*题目 A:* 统计记录中有多少行含有字符串“pole”,区分大小写,只写出行数。

*文档正文:*
最可怕的是,喝完酒第二天会接到很多莫名其妙的电话,异性的朋友居多。脾气好的,会关心的问一句,昨天喝的怎么样;脾气直的,会直截了当的痛批我酒后的二逼德行;脾气逗逼的,则不失时机的跟我说为什么现在才跟她表白!
我翻出手机通话记录一看,特么一晚上拨出去几十个电话!
我次奥!
难怪女人说:男人喝完酒没一个好东西。确实有道理,至少在我身上应验了!
所以,后来我喝酒,很少带手机了!

至于哥们儿喝酒则是另外一种情况。
酒喝好了,朋友的感情自然深了一层,酒喝不好,能不能做朋友都两说。明明挺铁的哥们儿,一顿酒之后,几句话不对付,便会产生微妙的隔阂,别轻视这份小小的微妙,用几年的时间,几倍的酒也很难释怀!
不是酒不好,也不是人不好,只能说,我们在貌似平静的外表下,藏了太多的想做而没做的“愿”,太多想说而没说的“苦”,太多想让别人看见而又一憋再憋的“秘密”。
酒喝下去,交不交心最直接的表现,不是谁比谁过的好,而是谁比谁更惨,碰上拎不清没心没肺的主儿,人家在那比惨,你在那沾沾自喜,人家在那自残,你在那鸡汤,人家在那吐槽,你非要玩正念,几杯酒之后,再对不上茬儿,不仅旧怨未了,反而结下新仇。焉有不醉的道理!
喝酒走心,酒醉后两颗裸露的心就像两个狂野的魂,彼此的触碰早已失去了基本的界限,成为相互的干扰,甚至是侵袭!
再见面的时候,相互都看不顺眼,想起来就是一股无名火,又说不明白到底为什么。我想,在那段不翼而飞的共同记忆里,两个灵魂本来可以和谐的交际舞,早变成了掀桌子摔碗的互殴了。

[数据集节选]
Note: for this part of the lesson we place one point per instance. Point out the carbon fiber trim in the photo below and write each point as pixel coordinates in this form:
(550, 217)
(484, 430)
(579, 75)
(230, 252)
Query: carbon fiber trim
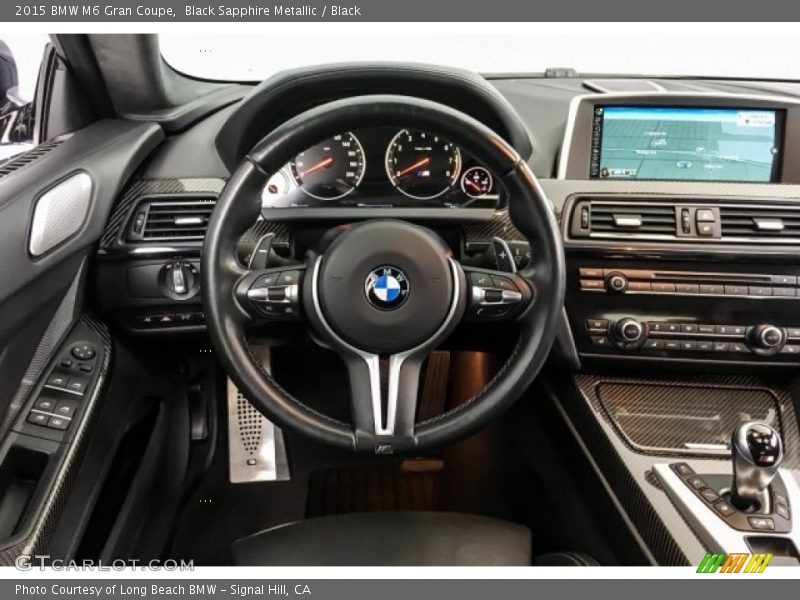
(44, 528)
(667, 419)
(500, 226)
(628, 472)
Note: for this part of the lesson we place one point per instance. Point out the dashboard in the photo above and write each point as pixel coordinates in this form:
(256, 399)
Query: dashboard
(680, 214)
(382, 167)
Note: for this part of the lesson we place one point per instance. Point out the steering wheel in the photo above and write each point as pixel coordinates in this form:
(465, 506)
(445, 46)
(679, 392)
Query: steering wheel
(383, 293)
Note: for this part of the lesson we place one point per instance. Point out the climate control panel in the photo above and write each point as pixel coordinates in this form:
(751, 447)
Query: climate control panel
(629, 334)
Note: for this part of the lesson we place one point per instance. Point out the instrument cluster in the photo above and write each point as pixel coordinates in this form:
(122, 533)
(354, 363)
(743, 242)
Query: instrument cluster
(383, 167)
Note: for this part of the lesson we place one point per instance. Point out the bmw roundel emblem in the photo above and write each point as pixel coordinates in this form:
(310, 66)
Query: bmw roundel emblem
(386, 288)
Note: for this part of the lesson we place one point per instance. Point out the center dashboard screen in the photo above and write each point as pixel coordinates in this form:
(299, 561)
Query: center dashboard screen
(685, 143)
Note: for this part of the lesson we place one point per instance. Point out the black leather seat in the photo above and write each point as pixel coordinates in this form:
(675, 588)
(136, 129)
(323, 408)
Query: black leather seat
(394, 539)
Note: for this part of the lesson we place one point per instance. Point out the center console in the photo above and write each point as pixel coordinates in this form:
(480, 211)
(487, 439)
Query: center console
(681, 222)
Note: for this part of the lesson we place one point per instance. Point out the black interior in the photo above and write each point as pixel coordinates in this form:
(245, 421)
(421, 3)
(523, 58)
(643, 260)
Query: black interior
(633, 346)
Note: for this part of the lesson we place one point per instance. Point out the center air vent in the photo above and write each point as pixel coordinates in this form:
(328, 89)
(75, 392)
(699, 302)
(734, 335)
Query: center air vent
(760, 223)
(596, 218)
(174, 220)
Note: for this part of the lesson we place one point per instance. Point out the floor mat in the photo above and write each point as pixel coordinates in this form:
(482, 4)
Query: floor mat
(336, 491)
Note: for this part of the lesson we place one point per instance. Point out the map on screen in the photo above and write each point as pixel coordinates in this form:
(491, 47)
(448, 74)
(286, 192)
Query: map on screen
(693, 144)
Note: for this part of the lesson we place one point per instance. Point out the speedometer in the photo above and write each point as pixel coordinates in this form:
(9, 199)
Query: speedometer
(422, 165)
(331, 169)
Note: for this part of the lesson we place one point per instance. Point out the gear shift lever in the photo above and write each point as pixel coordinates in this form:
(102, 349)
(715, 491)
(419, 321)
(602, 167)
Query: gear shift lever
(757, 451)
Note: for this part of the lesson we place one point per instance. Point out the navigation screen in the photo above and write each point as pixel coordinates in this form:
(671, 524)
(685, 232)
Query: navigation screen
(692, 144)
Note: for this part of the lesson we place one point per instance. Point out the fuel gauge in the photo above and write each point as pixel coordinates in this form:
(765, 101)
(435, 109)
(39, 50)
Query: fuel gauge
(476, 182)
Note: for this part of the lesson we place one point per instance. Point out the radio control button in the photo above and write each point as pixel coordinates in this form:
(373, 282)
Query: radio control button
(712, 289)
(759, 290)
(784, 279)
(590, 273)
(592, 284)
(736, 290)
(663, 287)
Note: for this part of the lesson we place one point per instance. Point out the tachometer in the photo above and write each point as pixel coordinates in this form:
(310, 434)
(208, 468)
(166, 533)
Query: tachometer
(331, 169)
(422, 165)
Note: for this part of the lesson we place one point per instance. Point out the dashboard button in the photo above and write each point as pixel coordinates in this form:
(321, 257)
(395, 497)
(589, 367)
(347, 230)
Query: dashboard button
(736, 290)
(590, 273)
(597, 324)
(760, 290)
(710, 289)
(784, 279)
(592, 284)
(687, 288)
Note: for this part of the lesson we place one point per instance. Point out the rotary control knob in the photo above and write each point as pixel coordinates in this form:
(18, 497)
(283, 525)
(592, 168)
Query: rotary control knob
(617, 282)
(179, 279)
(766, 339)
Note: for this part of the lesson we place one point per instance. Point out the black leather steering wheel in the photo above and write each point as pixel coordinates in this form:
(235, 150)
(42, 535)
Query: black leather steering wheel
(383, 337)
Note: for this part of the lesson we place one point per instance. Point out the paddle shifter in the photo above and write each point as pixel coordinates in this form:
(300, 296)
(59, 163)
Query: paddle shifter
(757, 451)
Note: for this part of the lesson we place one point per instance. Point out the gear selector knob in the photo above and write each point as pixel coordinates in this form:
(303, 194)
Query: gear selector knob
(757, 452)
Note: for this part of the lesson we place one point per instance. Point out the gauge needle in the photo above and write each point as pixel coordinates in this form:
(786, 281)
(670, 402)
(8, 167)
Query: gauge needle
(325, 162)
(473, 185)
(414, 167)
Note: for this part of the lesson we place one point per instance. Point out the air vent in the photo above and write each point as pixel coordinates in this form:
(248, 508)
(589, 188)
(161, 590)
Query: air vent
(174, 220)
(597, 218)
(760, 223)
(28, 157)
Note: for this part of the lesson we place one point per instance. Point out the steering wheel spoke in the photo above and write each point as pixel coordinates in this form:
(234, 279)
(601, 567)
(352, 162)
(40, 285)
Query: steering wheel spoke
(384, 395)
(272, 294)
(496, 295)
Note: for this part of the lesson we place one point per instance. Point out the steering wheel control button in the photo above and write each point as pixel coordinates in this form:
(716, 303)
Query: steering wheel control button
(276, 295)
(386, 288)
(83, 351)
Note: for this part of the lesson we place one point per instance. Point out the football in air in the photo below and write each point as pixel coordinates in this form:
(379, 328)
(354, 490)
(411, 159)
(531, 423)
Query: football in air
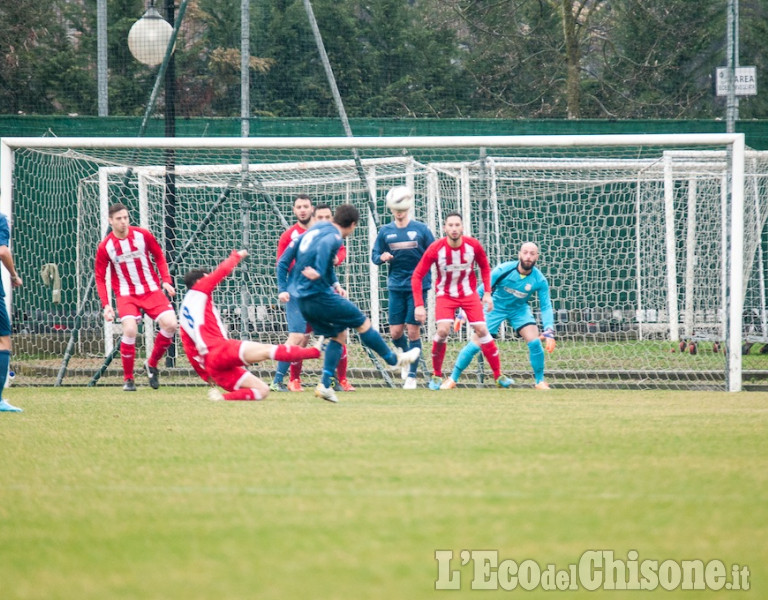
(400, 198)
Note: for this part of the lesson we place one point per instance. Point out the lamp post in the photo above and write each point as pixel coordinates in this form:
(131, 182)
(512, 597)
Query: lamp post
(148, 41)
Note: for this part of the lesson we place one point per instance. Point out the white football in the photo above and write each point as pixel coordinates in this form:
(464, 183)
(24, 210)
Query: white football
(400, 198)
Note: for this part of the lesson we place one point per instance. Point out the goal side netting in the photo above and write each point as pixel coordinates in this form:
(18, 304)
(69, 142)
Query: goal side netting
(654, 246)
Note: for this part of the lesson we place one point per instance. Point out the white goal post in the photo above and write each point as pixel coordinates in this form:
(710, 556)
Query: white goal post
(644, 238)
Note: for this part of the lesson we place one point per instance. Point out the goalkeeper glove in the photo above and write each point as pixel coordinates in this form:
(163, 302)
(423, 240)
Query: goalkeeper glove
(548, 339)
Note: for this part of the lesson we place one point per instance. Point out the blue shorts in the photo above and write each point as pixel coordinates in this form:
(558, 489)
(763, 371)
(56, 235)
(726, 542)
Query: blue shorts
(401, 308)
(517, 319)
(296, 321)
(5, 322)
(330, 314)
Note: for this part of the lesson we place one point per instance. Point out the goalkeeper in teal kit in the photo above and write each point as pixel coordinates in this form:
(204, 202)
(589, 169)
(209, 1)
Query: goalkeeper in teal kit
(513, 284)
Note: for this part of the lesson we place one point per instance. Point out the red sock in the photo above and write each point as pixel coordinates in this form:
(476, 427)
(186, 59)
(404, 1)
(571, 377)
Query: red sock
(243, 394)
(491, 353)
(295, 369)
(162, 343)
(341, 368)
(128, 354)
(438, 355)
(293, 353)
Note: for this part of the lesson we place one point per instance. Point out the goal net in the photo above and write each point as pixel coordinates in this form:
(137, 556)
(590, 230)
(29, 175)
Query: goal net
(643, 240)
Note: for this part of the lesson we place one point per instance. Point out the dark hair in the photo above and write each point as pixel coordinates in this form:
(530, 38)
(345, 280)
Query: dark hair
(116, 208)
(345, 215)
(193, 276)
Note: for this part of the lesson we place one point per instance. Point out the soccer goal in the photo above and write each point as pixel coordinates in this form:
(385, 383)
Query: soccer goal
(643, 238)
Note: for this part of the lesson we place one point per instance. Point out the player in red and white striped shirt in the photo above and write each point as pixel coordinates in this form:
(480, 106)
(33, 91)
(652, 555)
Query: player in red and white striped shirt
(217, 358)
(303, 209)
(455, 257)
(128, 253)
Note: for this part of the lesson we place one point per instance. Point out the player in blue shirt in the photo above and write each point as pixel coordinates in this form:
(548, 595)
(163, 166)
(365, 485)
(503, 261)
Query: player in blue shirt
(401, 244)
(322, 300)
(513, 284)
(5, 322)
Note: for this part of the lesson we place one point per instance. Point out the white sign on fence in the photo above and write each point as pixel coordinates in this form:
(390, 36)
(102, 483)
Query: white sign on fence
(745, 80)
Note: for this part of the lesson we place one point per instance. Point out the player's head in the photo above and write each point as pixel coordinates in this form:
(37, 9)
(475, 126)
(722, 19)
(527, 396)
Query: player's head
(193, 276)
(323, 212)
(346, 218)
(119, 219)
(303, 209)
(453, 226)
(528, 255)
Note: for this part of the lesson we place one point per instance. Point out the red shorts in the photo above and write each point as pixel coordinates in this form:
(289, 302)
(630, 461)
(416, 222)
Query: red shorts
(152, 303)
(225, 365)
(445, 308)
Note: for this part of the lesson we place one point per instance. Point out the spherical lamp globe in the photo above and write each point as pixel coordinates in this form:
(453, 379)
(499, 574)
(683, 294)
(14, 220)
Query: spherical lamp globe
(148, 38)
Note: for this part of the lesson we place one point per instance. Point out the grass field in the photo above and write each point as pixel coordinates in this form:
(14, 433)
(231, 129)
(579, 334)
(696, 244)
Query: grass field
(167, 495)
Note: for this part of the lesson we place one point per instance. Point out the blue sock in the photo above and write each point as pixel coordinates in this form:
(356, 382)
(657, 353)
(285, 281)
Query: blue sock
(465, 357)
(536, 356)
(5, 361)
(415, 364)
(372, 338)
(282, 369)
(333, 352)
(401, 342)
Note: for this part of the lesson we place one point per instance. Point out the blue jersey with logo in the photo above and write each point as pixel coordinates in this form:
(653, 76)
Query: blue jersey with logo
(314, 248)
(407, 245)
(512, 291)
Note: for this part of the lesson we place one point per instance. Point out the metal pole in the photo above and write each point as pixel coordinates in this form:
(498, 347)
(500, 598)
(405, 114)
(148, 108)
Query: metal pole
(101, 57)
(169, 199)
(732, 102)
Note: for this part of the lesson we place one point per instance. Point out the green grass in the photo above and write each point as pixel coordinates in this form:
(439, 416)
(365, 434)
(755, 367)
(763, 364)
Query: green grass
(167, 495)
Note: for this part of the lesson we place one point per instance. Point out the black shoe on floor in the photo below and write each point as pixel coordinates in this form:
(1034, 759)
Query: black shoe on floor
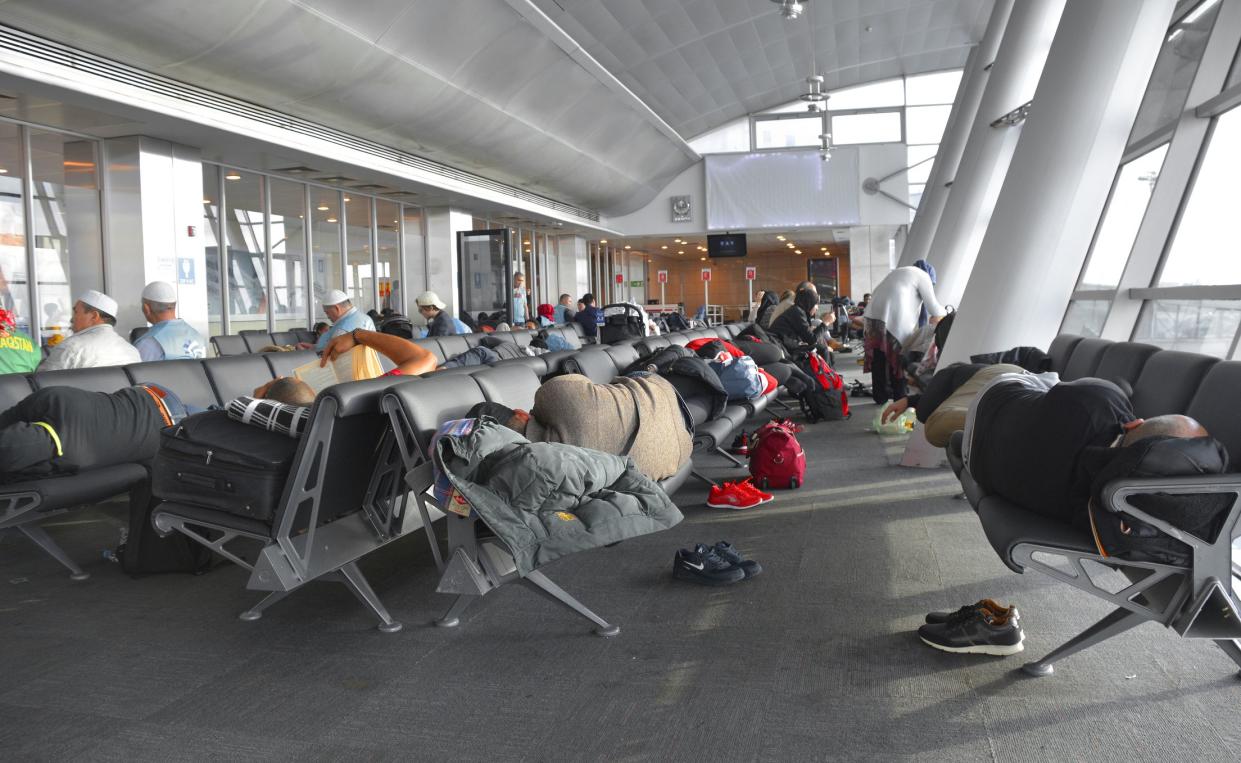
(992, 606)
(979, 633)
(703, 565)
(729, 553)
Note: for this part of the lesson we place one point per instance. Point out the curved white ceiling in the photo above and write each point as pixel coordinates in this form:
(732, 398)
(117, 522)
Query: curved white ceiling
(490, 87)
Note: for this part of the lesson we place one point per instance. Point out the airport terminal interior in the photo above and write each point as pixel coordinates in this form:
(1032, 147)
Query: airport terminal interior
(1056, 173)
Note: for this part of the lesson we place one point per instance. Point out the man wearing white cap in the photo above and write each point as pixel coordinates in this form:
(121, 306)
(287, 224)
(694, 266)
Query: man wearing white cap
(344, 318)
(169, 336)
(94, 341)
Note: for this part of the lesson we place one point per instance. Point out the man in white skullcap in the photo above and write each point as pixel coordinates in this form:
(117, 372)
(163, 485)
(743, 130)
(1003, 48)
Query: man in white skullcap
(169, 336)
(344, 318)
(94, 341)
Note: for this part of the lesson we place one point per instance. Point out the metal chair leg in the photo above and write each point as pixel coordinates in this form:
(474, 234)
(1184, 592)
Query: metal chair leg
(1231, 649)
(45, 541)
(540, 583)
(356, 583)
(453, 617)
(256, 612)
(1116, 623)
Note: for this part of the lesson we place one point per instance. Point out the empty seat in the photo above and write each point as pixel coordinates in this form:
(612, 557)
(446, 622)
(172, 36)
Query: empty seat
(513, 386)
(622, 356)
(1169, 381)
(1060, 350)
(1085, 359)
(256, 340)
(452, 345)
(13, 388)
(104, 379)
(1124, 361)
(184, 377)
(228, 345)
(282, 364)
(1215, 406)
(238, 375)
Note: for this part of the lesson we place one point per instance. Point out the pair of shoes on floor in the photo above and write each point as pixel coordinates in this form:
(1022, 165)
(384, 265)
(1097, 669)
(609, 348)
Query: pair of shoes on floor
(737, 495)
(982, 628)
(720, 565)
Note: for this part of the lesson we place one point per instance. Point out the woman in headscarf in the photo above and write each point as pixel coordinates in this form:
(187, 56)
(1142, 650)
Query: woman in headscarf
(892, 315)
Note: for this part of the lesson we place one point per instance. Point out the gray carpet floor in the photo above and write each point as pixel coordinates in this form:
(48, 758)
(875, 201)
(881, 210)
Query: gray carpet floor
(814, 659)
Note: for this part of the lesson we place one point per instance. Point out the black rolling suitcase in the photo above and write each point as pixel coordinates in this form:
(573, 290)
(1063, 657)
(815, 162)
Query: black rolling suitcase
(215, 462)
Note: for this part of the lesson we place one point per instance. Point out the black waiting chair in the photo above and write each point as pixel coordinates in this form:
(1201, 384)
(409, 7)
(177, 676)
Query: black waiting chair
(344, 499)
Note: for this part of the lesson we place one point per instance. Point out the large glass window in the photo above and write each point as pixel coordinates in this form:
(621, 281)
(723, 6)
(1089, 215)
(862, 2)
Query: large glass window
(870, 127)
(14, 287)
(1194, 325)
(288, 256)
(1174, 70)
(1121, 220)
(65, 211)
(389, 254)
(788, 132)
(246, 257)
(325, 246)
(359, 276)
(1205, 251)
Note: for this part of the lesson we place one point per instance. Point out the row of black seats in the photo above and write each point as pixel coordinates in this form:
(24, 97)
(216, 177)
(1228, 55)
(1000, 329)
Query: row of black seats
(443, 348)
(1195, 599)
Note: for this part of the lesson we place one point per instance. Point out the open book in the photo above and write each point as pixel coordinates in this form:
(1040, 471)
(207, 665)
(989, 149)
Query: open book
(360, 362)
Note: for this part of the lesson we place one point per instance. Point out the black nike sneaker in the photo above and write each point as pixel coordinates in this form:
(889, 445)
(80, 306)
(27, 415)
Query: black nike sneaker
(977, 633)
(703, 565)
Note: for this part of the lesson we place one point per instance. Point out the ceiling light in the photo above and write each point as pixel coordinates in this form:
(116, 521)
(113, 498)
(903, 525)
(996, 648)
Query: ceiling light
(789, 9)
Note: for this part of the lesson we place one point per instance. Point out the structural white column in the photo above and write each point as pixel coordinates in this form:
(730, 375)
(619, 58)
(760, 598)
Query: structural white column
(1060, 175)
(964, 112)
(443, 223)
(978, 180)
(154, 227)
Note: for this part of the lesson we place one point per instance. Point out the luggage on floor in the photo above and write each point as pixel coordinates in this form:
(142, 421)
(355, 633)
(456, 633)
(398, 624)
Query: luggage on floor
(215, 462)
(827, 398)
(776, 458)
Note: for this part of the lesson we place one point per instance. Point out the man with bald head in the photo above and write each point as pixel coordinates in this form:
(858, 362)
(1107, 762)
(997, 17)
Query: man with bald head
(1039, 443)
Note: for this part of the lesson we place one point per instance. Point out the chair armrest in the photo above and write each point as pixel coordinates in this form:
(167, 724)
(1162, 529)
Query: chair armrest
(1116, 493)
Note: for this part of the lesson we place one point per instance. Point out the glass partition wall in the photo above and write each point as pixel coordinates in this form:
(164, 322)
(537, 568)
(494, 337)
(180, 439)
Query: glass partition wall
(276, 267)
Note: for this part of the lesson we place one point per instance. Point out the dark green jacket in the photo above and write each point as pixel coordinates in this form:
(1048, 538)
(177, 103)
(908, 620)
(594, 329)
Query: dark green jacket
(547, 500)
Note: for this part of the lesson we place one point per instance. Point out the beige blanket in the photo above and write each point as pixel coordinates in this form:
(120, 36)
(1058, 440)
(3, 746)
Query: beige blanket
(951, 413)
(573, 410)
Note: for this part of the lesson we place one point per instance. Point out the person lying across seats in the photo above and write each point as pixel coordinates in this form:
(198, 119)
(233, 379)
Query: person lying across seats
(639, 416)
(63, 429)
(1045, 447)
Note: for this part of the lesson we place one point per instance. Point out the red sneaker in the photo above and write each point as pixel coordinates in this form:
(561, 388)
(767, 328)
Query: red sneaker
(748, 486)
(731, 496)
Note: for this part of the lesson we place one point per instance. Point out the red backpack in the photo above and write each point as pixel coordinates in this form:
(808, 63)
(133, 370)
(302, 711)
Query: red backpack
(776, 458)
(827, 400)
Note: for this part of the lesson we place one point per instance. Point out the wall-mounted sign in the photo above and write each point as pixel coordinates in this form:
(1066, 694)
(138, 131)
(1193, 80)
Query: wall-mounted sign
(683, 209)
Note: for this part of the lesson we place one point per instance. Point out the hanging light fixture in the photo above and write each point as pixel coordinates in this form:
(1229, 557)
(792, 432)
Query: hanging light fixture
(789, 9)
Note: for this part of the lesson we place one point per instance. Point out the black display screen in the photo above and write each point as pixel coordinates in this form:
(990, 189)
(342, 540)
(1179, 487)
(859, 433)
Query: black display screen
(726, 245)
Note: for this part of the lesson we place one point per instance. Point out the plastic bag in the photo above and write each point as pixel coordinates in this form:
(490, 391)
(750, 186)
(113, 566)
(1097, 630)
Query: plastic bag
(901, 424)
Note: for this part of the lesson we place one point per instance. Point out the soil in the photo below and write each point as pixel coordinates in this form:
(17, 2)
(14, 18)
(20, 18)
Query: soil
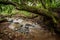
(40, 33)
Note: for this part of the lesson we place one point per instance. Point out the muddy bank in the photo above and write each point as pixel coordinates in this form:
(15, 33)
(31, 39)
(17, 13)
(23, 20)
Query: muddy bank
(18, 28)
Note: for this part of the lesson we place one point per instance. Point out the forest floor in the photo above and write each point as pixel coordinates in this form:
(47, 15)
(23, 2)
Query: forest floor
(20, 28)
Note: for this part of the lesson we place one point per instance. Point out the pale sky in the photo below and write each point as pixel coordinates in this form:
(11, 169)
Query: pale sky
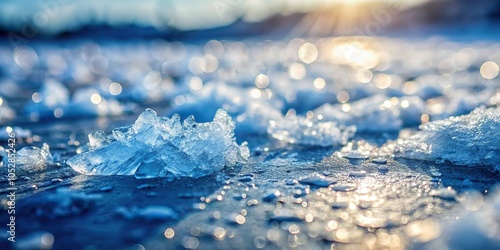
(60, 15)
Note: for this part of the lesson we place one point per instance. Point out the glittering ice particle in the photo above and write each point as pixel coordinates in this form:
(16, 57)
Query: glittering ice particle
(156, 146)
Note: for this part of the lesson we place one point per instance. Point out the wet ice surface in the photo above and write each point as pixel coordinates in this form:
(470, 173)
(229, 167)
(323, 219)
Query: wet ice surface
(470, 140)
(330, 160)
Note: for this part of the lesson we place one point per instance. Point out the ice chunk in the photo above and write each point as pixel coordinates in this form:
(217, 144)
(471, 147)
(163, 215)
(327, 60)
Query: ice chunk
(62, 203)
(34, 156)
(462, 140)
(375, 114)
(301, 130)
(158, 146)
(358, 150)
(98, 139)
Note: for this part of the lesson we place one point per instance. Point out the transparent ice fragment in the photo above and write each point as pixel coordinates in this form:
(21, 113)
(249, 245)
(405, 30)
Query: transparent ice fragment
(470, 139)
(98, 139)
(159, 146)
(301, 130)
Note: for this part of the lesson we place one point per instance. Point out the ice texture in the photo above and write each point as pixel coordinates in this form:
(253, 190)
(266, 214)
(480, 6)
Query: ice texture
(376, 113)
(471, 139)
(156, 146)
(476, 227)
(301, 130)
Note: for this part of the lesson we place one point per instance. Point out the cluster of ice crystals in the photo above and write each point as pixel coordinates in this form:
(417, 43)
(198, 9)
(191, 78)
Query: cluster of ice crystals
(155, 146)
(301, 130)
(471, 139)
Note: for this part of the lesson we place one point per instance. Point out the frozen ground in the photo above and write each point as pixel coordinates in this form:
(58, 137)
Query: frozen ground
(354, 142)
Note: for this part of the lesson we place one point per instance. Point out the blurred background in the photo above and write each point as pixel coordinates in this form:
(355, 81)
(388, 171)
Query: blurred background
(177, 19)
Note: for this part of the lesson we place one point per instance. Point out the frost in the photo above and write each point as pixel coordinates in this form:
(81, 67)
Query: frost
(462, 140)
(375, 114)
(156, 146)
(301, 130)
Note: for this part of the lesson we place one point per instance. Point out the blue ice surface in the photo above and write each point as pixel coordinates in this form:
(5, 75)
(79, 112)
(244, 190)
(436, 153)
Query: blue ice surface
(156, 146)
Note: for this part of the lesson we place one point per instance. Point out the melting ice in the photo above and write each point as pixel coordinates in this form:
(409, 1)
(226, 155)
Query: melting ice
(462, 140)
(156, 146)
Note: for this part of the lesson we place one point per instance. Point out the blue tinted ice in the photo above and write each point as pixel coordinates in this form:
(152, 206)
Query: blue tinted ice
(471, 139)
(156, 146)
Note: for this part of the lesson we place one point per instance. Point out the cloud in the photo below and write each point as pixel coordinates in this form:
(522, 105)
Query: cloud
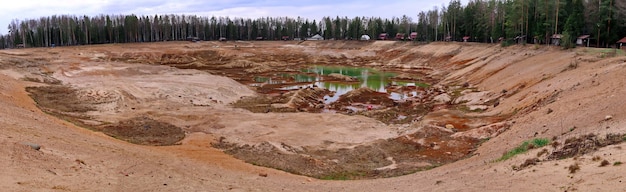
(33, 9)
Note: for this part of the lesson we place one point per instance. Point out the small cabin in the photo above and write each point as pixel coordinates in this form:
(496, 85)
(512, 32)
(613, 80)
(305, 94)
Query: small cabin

*题目 B:* 将那篇谈喝酒的文章中从“难怪女人说:男人喝完酒没一个好东西。确实有道理,至少在我身上应验了!”到“成为相互的干扰,甚至是侵袭!”的这一段一字不差地抄录下来。

*回答 A:* 2

*回答 B:*
难怪女人说:男人喝完酒没一个好东西。确实有道理,至少在我身上应验了!
所以,后来我喝酒,很少带手机了!

至于哥们儿喝酒则是另外一种情况。
酒喝好了,朋友的感情自然深了一层,酒喝不好,能不能做朋友都两说。明明挺铁的哥们儿,一顿酒之后,几句话不对付,便会产生微妙的隔阂,别轻视这份小小的微妙,用几年的时间,几倍的酒也很难释怀!
不是酒不好,也不是人不好,只能说,我们在貌似平静的外表下,藏了太多的想做而没做的“愿”,太多想说而没说的“苦”,太多想让别人看见而又一憋再憋的“秘密”。
酒喝下去,交不交心最直接的表现,不是谁比谁过的好,而是谁比谁更惨,碰上拎不清没心没肺的主儿,人家在那比惨,你在那沾沾自喜,人家在那自残,你在那鸡汤,人家在那吐槽,你非要玩正念,几杯酒之后,再对不上茬儿,不仅旧怨未了,反而结下新仇。焉有不醉的道理!
喝酒走心,酒醉后两颗裸露的心就像两个狂野的魂,彼此的触碰早已失去了基本的界限,成为相互的干扰,甚至是侵袭!